* [WORK INSTRUCTION]
In the glioma invasion excerpt, which tumors were the primary spheroids obtained from?

* [EXCERPTED TEXT]

In the present study we developed and evaluated an invasion model where primary organotypic spheroids derived from human gliomas as well as U87MG cell line-derived spheroids were implanted into organotypic rat brain slice cultures. We hypothesised that invasion models based on organotypic tumor tissue would be more exact models than invasion models using tumor cell lines such as the U87MG cell line and invasion substrates such as artificial gels. In the present study, we used three-dimensional primary glioma spheroids. The spheroids were obtained from one anaplastic astrocytoma (WHO grade III) and two glioblastomas (WHO grade IV). The advantage of using primary spheroids is the preservation of the three-dimensional tissue structure with the specific brain tumor cytoarchitecture and complexity including the unique extracellular matrix, blood vessels, and macrophages [3]. Thereby, cellular heterogeneity, differentiation and proliferation patterns for the individual tumors are better preserved. These primary spheroids have been proved to be a valid model providing a biological system that mimics the original tumor [3-5]. Furthermore, the close resemblance to the original tumor in situ has already led to the use of primary glioma spheroids in investigations regarding radio- and chemotherapy responsiveness [6-9]. Moreover, three-dimensional spheroids can be obtained in vitro using cell lines cultured as homogeneous spheroids, although cell line spheroids are deficient in specific brain tumor cytoarchitecture, unique extracellular matrix, blood vessels and macrophages [3,5,10,11]. Since our aim was to improve existing invasion models, U87MG spheroids were included for comparison with primary glioma spheroids. The frequently used U87MG cell line, established by Pontén and Macintyre in 1968, originates from an astrocytic tumor with necrosis [12], which corresponds to a glioblastoma multiforme according to the WHO 2007 guidelines [13]. The U87MG cell line is one of the most well-characterized cell lines with a wide range of biological information available. However, several in vivo studies indicate that the U87MG cell line have lost the invasive features characteristic for glioblastomas [14-17].

[Saved entries]

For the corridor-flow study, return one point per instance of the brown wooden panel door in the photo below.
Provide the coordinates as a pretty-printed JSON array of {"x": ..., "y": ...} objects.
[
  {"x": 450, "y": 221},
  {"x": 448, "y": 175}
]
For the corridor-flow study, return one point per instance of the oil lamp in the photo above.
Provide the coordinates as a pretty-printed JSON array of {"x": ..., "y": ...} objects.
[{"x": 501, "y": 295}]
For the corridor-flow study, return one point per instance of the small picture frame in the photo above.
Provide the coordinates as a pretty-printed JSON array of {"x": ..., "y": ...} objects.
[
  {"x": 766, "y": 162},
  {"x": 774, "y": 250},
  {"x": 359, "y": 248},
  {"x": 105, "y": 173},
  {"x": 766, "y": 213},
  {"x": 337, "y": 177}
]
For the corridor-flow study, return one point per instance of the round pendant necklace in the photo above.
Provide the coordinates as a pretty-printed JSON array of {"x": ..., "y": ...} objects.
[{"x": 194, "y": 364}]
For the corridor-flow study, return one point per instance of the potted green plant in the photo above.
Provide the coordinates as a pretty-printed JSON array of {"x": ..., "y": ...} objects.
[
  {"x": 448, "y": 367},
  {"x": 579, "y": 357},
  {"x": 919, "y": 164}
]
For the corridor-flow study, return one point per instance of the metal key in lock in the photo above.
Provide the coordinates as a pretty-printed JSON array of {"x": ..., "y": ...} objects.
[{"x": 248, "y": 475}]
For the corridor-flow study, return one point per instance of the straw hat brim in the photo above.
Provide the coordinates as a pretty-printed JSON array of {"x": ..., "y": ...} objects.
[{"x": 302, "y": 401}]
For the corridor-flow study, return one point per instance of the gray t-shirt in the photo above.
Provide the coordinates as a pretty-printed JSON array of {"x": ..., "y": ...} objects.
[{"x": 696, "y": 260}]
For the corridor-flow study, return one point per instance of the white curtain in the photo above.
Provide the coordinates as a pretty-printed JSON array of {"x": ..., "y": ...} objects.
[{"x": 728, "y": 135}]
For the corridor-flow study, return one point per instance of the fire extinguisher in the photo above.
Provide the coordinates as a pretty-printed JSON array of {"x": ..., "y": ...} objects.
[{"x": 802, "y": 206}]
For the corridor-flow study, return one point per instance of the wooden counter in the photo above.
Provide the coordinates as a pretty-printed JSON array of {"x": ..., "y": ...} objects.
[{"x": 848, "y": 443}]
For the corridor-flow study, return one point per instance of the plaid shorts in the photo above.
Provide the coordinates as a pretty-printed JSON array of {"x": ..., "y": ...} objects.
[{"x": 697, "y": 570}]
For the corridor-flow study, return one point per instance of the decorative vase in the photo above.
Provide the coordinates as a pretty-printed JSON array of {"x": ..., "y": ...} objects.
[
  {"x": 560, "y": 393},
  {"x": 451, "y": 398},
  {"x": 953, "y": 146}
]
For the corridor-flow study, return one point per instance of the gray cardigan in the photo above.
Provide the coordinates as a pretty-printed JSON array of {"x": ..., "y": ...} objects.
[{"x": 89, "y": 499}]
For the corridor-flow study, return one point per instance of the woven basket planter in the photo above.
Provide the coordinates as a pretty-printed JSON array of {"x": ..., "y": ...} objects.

* [YOUR RESPONSE]
One anaplastic astrocytoma (WHO grade III) and two glioblastomas (WHO grade IV).